Things to do =>
a. For surgery using incisions, what time periods does the double eyelid surgery text give? List each one with what it refers to.
b. Return the passage of the double eyelid surgery text from "A simple double" up to and including "weeks and months.".
c. Answer these questions from the double eyelid surgery text:
(i) For how long should contact lenses be avoided after the suture-only procedure?
(ii) How many small holes are made in the eyelids with the suture technique?
(iii) Where was the earliest documented use of the suture technique?

Text shown =>
"""

A simple double eyelid surgery using a suture-only procedure will typically result in mild swelling that lasts about 2 or 3 days. In many cases, you can return to work and regular activities within 12 to 24 hours. Avoid using contact lenses for 72 hours. There are no sutures to remove.
Surgery using incisions normally involves swelling that lasts for about 5 to 7 days, with the worst period about 2 to 3 days after the surgery. The final suture will be removed about 6 or 7 days after the surgery, depending on the technique used. You will probably need to rest for at least 48 hours before returning to work and daily activities. Exercising or other strenuous activities require about 5 to 7 days of recuperation in most cases. The incision line typically fades about 2 weeks after the surgery and becomes much more difficult to see over the following weeks and months.
Frequently asked questions about Asian eyelid surgery also known as Double Eyelid Surgery
How is this procedure performed and what are my options?
Asian eyelid surgery also known as double eyelid surgery is performed one of two ways. The most effective and long-lasting would be the incision technique where either your own existing crease is used to alter the appearance of your eyelid crease or a new crease is created for you. Another option is the suture technique. With this technique, a series of small holes anywhere from 3-6 are made in the eyelids, and sutures are passed through the skin to the tarsus or levator tendon below and a crease is literally quilted into position and the sutures are left under the skin permanently. This is one of the oldest techniques with its earliest documented use in Japan well over 100 years ago. Whether you are a good candidate for suture technique or incision technique depends on your anatomy.

"""

Given entries =>
"""

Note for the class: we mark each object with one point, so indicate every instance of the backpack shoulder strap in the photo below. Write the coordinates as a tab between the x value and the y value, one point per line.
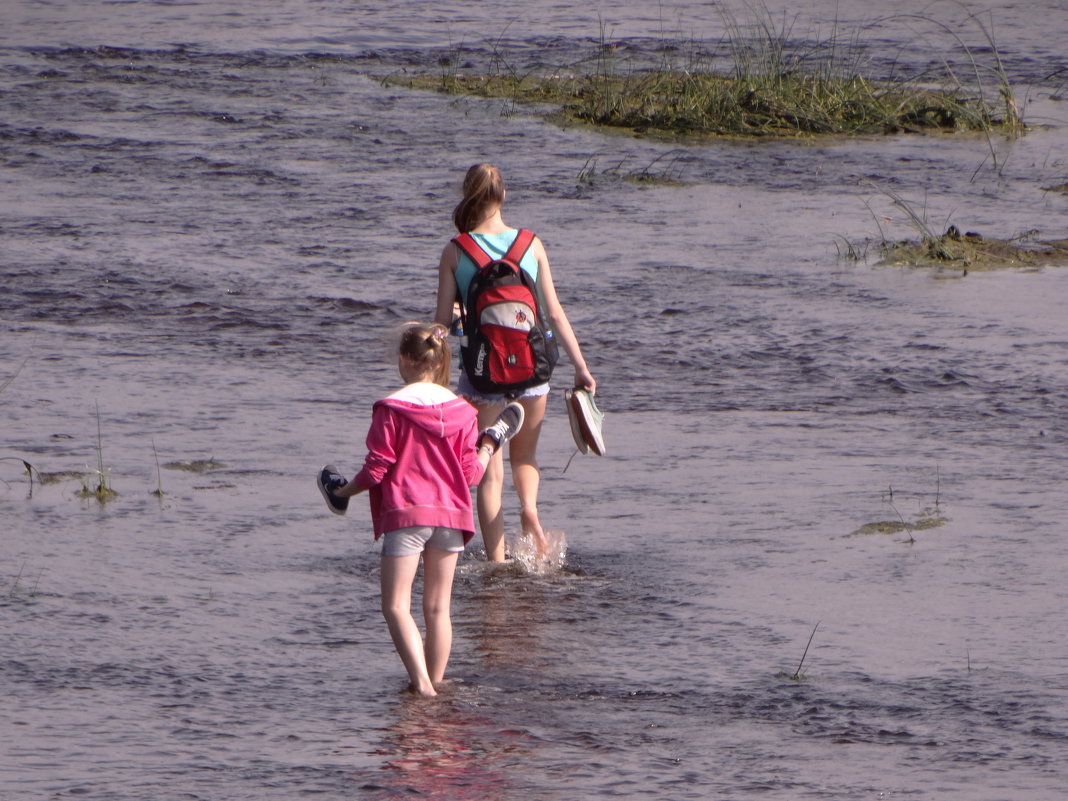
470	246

"""
"""

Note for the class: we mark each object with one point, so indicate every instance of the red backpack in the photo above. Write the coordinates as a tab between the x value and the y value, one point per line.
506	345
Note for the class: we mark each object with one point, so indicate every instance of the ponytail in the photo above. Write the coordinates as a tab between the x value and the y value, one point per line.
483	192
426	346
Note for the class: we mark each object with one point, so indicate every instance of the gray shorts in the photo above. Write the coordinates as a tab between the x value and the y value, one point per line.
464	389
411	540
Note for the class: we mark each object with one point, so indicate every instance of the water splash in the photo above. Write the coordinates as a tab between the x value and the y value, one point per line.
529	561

"""
"""

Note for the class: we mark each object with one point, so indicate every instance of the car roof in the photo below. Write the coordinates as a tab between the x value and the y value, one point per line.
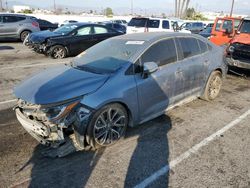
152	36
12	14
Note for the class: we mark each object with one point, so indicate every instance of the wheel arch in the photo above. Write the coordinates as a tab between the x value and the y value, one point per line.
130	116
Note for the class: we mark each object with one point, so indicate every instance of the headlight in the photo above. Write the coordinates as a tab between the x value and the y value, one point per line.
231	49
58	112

"""

Responses by item number =>
a.
- About 5 to 7 days: how long swelling normally lasts
- About 2 to 3 days after the surgery: the worst period of swelling
- About 6 or 7 days after the surgery: when the final suture is removed, depending on the technique used
- At least 48 hours: rest probably needed before returning to work and daily activities
- About 5 to 7 days: recuperation needed before exercising or other strenuous activities, in most cases
- About 2 weeks after the surgery: when the incision line typically fades

b.
A simple double eyelid surgery using a suture-only procedure will typically result in mild swelling that lasts about 2 or 3 days. In many cases, you can return to work and regular activities within 12 to 24 hours. Avoid using contact lenses for 72 hours. There are no sutures to remove.
Surgery using incisions normally involves swelling that lasts for about 5 to 7 days, with the worst period about 2 to 3 days after the surgery. The final suture will be removed about 6 or 7 days after the surgery, depending on the technique used. You will probably need to rest for at least 48 hours before returning to work and daily activities. Exercising or other strenuous activities require about 5 to 7 days of recuperation in most cases. The incision line typically fades about 2 weeks after the surgery and becomes much more difficult to see over the following weeks and months.

c.
(i) For 72 hours.
(ii) Anywhere from 3 to 6.
(iii) In Japan, well over 100 years ago.